Rewrite the material from its first line through the line holding "(47, 0), (299, 234)", inclusive, keeping the requests and their format samples unchanged and multiplying every coordinate in the bounding-box answers by 0.6, rounded to whole numbers with halves rounded up. Give only those lines.

___ Raw data ___

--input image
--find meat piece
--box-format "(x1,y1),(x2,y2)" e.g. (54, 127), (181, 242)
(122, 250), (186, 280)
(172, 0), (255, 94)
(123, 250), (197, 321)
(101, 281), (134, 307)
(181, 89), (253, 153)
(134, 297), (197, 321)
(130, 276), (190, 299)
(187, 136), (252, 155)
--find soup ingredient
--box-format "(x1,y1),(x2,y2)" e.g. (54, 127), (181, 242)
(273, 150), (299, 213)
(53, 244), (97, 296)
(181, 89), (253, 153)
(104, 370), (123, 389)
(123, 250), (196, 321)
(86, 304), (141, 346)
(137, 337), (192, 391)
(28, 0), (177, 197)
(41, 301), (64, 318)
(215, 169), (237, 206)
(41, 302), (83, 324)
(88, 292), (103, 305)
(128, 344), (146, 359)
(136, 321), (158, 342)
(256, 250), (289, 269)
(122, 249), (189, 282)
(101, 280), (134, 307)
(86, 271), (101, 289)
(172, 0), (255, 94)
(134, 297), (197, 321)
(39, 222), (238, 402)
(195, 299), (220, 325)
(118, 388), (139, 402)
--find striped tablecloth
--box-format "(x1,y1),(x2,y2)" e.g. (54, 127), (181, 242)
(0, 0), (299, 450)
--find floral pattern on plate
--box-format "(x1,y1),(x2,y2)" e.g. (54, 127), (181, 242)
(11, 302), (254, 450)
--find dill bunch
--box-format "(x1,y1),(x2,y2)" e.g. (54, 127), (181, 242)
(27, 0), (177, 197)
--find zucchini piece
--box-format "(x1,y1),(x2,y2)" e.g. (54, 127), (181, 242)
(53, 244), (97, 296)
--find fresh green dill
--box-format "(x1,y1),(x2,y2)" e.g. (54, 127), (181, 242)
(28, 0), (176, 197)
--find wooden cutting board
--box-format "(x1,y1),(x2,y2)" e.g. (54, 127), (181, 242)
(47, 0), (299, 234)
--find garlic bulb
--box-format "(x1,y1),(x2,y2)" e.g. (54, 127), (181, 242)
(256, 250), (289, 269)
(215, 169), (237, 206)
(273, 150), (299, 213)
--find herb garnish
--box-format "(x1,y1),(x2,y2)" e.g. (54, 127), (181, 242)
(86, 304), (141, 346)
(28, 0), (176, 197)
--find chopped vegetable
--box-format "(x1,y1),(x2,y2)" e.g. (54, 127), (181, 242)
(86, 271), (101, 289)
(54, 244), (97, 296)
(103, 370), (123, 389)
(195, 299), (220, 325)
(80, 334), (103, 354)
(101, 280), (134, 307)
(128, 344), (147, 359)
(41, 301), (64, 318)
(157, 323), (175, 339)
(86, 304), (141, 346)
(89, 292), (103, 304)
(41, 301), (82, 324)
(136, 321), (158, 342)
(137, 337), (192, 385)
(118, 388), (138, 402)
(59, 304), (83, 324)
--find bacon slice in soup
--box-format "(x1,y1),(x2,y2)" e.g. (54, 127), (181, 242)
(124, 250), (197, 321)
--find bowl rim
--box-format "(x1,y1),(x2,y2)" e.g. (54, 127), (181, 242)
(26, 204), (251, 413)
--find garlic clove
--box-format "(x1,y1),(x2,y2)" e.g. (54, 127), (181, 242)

___

# Result of the task
--input image
--find meat piece
--box-format "(x1,y1),(x2,y2)" e.g. (54, 127), (181, 242)
(73, 150), (112, 168)
(103, 0), (153, 56)
(74, 150), (118, 193)
(61, 169), (80, 184)
(109, 53), (152, 92)
(80, 178), (118, 193)
(78, 166), (114, 179)
(112, 82), (151, 93)
--find soup ingredient
--box-format "(x1,y1),(x2,y2)" e.g. (54, 127), (181, 242)
(164, 90), (179, 128)
(32, 146), (58, 178)
(109, 53), (152, 92)
(62, 222), (74, 233)
(74, 150), (118, 193)
(52, 182), (85, 208)
(82, 202), (115, 235)
(17, 0), (106, 118)
(25, 181), (38, 191)
(129, 101), (142, 124)
(25, 181), (50, 194)
(53, 175), (62, 183)
(77, 206), (88, 215)
(82, 193), (95, 205)
(154, 150), (173, 161)
(73, 149), (113, 169)
(61, 168), (80, 184)
(52, 163), (61, 173)
(103, 0), (153, 56)
(80, 178), (118, 193)
(23, 133), (143, 241)
(117, 179), (132, 195)
(71, 233), (83, 241)
--find striped tablecloth
--box-format "(x1,y1),(x2,y2)" e.g. (54, 127), (181, 242)
(0, 0), (179, 270)
--find floral pattern on plate
--box-format "(x1,y1),(x2,y2)" e.g. (54, 127), (181, 242)
(7, 181), (152, 270)
--find dill bunch
--box-format "(x1,y1),(x2,y2)" e.g. (54, 127), (181, 242)
(16, 0), (106, 118)
--find zucchini piece
--box-format "(x1,y1),(x2,y2)" e.g. (54, 127), (181, 242)
(32, 146), (58, 178)
--find fresh green dill
--box-format "(x1,y1),(x2,y2)" e.g. (54, 127), (181, 242)
(17, 0), (106, 118)
--find wooden cutting board
--box-format "(x1,y1),(x2,y2)" e.g. (54, 127), (181, 242)
(28, 0), (179, 140)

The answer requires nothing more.